A camera Image Signal Processing (ISP) pipeline models the chain that maps
the scene-linear radiance captured by a sensor to the LDR pixel values a
downstream consumer sees.
The camera ISP pipeline is usually part of the renderer.
In Isaac Lab we expose a post-render camera ISP pipeline which is applied on top of the renderer's HDR scene-linear AOV.
This makes it possible to implement additional post-render processing not currently supported by the renderer backends.
The pass is configured via :attr:`~sensors.CameraCfg.isp_cfg`
on every camera and runs once per render tick.

PPISP
^^^^^

The shipped ISP implementation is **PPISP** (Physically Plausible Image
Signal Processing), an NVIDIA Spatial Intelligence Lab pipeline designed
to bring synthetic imagery — most notably 3D Gaussian splat reconstructions
— closer to real-camera output without re-training the upstream model. See
the project page: https://research.nvidia.com/labs/sil/projects/ppisp .

PPISP is typically authored alongside a `ParticleField3DGaussianSplat
<https://openusd.org/release/user_guides/schemas/usdVol/ParticleField3DGaussianSplat.html>`__
USD asset: it carries a `RenderProduct
<https://openusd.org/release/user_guides/schemas/usdRender/RenderProduct.html>`__
whose target camera and PPISP `UsdShade.Shader
<https://openusd.org/release/api/class_usd_shade_shader.html>`__
(a shader prim named ``PPISP`` whose inputs follow the PPISP naming
convention) were calibrated against the real capture rig that produced
the splats. Configuring the camera with the matching PPISP coefficients
makes the rendered tile match the calibration target.

The pipeline applies, in order: responsivity → exposure → vignetting →
color homography → camera response function → uint8 clamp. It runs as a
single Warp kernel.

Configuration
^^^^^^^^^^^^^

:attr:`~sensors.CameraCfg.isp_cfg` accepts three forms:

* ``None`` (default) — ISP disabled.
* :class:`~isaaclab_ppisp.PpispCfg` — explicit PPISP coefficients
  (:attr:`~isaaclab_ppisp.PpispCfg.inputs`), or
  :attr:`~isaaclab_ppisp.PpispCfg.shader_prim_path` to import them from a
  PPISP ``UsdShade.Shader`` already on the stage.
* :class:`~sensors.CameraISPMode` — auto-discover an ISP shader on the
  stage (see below).

The cfg applies once per Camera sensor batch. The PPISP Warp kernel takes
scalar coefficients, so every cloned view in a tiled batch shares the same
ISP configuration — there is no per-view ISP today.

.. code-block:: python

   from isaaclab.sensors.camera import CameraCfg, CameraISPMode
   from isaaclab_ppisp import PpispCfg

   # default — ISP disabled
   cfg = CameraCfg(...)

   # explicit coefficients
   cfg = CameraCfg(..., isp_cfg=PpispCfg(inputs={"exposureOffset": 1.5}))

   # import coefficients from a USD shader path
   cfg = CameraCfg(..., isp_cfg=PpispCfg(shader_prim_path="/World/Render/PPISP"))

   # auto-discover from the stage
   cfg = CameraCfg(..., isp_cfg=CameraISPMode.AUTO_ANY)
- - -
> **Tasks to carry out**
A - Using the ISP documentation, decide whether each statement agrees with it, answering yes or no and quoting the exact words that settle it: (i) the PPISP pipeline runs as a single Warp kernel; (ii) each cloned view in a tiled batch can carry its own ISP configuration; (iii) the ISP pass executes once per render tick.
B - Answer these questions from the ISP documentation, one per line:
(i) What is the default value of isp_cfg, and what does it mean?
(ii) Which step comes right before the camera response function in the pipeline?
(iii) Which lab designed PPISP?
C - Continue the ISP documentation from the point where it stops.
The rows that come after this point have no connection to the ISP documentation.
- - -
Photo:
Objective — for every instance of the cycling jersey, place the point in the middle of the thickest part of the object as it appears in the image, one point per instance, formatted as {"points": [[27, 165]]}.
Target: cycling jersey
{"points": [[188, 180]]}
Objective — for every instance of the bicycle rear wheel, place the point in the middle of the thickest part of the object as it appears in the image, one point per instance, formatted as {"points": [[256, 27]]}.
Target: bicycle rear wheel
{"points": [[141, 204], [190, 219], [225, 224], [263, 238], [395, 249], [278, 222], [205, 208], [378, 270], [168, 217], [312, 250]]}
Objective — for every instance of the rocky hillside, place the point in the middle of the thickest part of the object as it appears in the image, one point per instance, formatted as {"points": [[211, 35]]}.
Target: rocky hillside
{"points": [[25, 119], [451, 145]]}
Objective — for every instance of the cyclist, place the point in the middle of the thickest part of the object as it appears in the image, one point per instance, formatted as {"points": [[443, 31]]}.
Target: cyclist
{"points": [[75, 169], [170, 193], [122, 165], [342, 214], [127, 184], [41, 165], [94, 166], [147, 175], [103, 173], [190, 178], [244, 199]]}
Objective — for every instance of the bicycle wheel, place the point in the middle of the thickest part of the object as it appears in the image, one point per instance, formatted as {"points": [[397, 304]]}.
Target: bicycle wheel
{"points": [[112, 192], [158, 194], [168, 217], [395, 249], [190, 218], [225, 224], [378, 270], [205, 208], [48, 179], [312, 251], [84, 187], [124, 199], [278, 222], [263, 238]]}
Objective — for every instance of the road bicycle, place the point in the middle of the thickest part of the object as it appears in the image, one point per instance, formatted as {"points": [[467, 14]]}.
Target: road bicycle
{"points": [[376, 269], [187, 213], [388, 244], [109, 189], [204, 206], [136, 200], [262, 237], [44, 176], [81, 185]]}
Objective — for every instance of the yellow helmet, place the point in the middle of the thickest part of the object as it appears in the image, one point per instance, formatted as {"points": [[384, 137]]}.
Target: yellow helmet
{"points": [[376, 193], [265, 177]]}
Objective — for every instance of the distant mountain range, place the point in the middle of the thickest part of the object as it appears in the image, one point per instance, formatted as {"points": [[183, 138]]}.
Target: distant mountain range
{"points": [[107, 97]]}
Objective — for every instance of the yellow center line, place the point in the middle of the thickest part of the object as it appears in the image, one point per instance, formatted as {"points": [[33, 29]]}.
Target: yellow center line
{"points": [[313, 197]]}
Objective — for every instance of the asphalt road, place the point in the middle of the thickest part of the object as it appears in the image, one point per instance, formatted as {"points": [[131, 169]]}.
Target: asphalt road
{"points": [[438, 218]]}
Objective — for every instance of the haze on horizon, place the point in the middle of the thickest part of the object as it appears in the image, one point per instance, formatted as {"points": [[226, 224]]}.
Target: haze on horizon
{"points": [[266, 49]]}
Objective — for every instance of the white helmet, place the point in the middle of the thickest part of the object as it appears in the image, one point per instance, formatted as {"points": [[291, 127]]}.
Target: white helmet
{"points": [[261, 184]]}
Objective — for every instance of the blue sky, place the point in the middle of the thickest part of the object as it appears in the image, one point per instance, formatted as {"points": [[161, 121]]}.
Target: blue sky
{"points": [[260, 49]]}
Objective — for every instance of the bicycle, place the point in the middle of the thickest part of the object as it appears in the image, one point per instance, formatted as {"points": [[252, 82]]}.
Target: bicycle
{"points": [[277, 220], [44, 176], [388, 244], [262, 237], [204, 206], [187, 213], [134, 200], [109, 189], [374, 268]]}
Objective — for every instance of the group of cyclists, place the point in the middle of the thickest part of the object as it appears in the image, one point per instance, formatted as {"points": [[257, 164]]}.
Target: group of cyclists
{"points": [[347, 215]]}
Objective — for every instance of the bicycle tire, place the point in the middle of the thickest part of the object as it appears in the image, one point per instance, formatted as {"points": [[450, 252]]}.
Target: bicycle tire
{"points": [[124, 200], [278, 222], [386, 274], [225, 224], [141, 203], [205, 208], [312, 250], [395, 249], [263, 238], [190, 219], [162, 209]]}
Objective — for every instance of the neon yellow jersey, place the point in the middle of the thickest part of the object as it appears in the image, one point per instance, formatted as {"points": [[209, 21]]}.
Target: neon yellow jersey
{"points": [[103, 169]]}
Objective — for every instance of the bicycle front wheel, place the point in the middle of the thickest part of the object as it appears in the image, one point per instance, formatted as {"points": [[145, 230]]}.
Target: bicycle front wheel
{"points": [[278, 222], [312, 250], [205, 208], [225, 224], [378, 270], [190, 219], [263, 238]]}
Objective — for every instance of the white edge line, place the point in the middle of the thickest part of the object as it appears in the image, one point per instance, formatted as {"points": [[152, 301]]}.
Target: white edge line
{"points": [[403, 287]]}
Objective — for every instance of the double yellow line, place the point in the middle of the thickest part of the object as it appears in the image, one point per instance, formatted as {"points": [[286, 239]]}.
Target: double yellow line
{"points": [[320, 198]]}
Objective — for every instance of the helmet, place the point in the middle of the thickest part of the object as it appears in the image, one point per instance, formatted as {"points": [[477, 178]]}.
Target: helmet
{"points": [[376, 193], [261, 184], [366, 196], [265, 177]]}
- - -
> **Answers to the tasks**
A -
(i) Yes: "It runs as a single Warp kernel."
(ii) No: "there is no per-view ISP today."
(iii) Yes: "runs once per render tick."

B -
(i) None, which means the ISP is disabled.
(ii) Color homography.
(iii) The NVIDIA Spatial Intelligence Lab.

C -
Auto-discovery
^^^^^^^^^^^^^^

Auto-discovery is opt-in via :class:`~sensors.CameraISPMode`. Discovery runs
once at camera construction using the first matched camera prim in the Camera
sensor batch:

1. Walk the stage for a USD ``RenderProduct`` whose ``camera`` relationship
   targets the first matched camera prim **and** that has a child
   ``UsdShade.Shader`` prim named ``PPISP``. If found, import its inputs as a
   :class:`~isaaclab_ppisp.PpispCfg`.
2. ``AUTO_ANY`` only: if step 1 finds nothing, fall back to the first
   ``UsdShade.Shader`` prim named ``PPISP`` anywhere on the stage.
3. Otherwise the ISP stays disabled for the whole Camera sensor batch.

In practice this means: if the stage carries a ``ParticleField3DGaussianSplat``
together with a ``RenderProduct`` that binds a ``PPISP`` shader child to the
batch's first matched camera prim, the Camera sensor picks up the matching ISP
automatically and no Python-side coefficient authoring is required.

``AUTO_CAMERA`` runs step 1 only — useful when the stage carries multiple
PPISP shaders and you want the Camera sensor batch to use exactly the one bound
to its first matched camera prim.

Renderer support
^^^^^^^^^^^^^^^^

All three shipped backends advertise the HDR AOV
(:attr:`~renderers.RenderBufferKind.RGB_HDR`) and compose the ISP pipeline
internally: the Isaac RTX renderer sources HDR from the Replicator
``HdrColor`` annotator, the OVRTX renderer from its HDR render var, the
Newton Warp renderer from its native scene-linear color buffer. Each
backend allocates its own HDR scratch buffer when the user did not request
``"rgb_hdr"`` in :attr:`~sensors.CameraCfg.data_types`, and dispatches the
PPISP kernel into ``rgb`` / ``rgba`` after every render tick.

Usage example
^^^^^^^^^^^^^

For a runnable usage example, see ``scripts/demos/sensors/ppisp_camera.py``.
It loads a PPISP-authored USD or USDZ Gaussian scene, creates baseline and
PPISP camera sensors for the selected camera, and saves baseline, PPISP, and
absolute-difference images.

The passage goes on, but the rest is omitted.